_DOCUMENT_
--- Start ---

I can also tell you that -- and since both of those deals, which are the more impactful deals as it relates to NOI. Both of those deals are in Northern California. I can tell you right now, our mark-to-market, and we referenced the 15% portfolio-wide, but the Northern California component of that is 20%, 25%. That is to say the current mark-to-market on rents is not 25%. If what you can spend at some time doing is go through the notes that we've given you and the square footages and the commencements and then the square footages that are rolling out, you can see how the NOI increases and at what point in time.
- Analyst
Okay, that is helpful. Thanks, guys.
Operator
Brian Hicks, Wells Fargo.
- Analyst
Can you give a little bit more color on update on leasing for the retail portion remaining at 901 Market and interest at your Olympic/Bundy, or I guess Element LA property?
- CFO
Sure, we will start with 901. In 901 Market, we are in lease negotiation right now with a brand name tenant for a little over 1.5 floors of what we have available. I think we should -- we are anticipating signing that lease in the next 30 to 60 days, and we are pretty confident on that. We've got activity for the remaining 40,000-some-odd feet on two different groups who are looking at it, and we are pleasantly surprised that we are ahead of our expectations on underwriting and terms and conditions.
On Element LA, right now we've got two large tenants, one looking at the entire project and one looking at about 100,000 square feet. We've got a couple of proposals outstanding for about 250,000 feet on various different sizes, and some are for the individual buildings on the east side of the project and some are for portions of the west side of the project.
We are about to break ground in the next 30 days on our parking structure there, and we are still heading for overall occupancy and stabilization sometime early '14. And potentially, we are going to have some tenants in the east side of the project earlier than '14, maybe fourth quarter of '13.
- Analyst
Okay, great. And I think the last time we talked you guys mentioned that you were expecting net rents in around the high 3s, is that still applicable?
- CFO
The net rents, we are quoting in the marketplace right now 350 a foot, and we are seeing -- I think we are pleasantly seeing stuff that is plus or minus that number.
- Analyst
Great.
- CFO
Triple net.
- Analyst
Right. And then lastly, are you guys still looking at a potential sale of City Plaza, and if so, have you seen a good interest in that?
- CFO
We have seen some very good interest in that asset, and we are evaluating some reverse inquiries at this time.
- Analyst
Okay, great. Thank you.
Operator
Jamie Feldman, BofA Merrill Lynch.
- Analyst
I guess just thinking about the same-store in the quarter, on a cash basis you guys are up 17%, your media revenues are up 38%, office expenses were neg -- were down. Can you give us a sense of looking at 2013, what you guys think the same-store might be maybe office versus media? And then are some of these -- like media revenues were up 38%, as I said, is that sustainable, that kind of growth? How should we be thinking about next year of this year?
- CFO
Yes, so Jamie, the same-store portfolio that is reflected in that -- the supplemental which, by the way, it's the first time we've introduced that disclosure. If you focus on that same set of 11 assets, I think it is important to realize that if those assets include 1455 and Rincon Center, which are two, and City Plaza, and all three of those assets are front and center in that key leasing activity that happened in 2012 and so on.

--- End ---

_DATASET EXTRACT_
--- Start ---

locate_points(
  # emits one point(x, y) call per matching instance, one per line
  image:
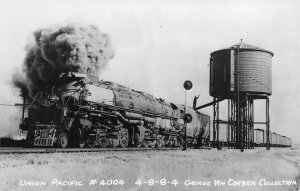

--- End ---

_EXERCISE INSTRUCTIONS_
**a.** Could you swap "parking structure" for "garage" and give the earnings call transcript again from "We are about" up to and including "Triple net."?
**b.** In the earnings call transcript, how much space is one of the two large tenants at Element LA looking at?
The material shown is separate from the earnings call transcript.

_RESULTS BY TASK_
**a.**
We are about to break ground in the next 30 days on our garage there, and we are still heading for overall occupancy and stabilization sometime early '14. And potentially, we are going to have some tenants in the east side of the project earlier than '14, maybe fourth quarter of '13.
- Analyst
Okay, great. And I think the last time we talked you guys mentioned that you were expecting net rents in around the high 3s, is that still applicable?
- CFO
The net rents, we are quoting in the marketplace right now 350 a foot, and we are seeing -- I think we are pleasantly seeing stuff that is plus or minus that number.
- Analyst
Great.
- CFO
Triple net.

**b.** About 100,000 square feet.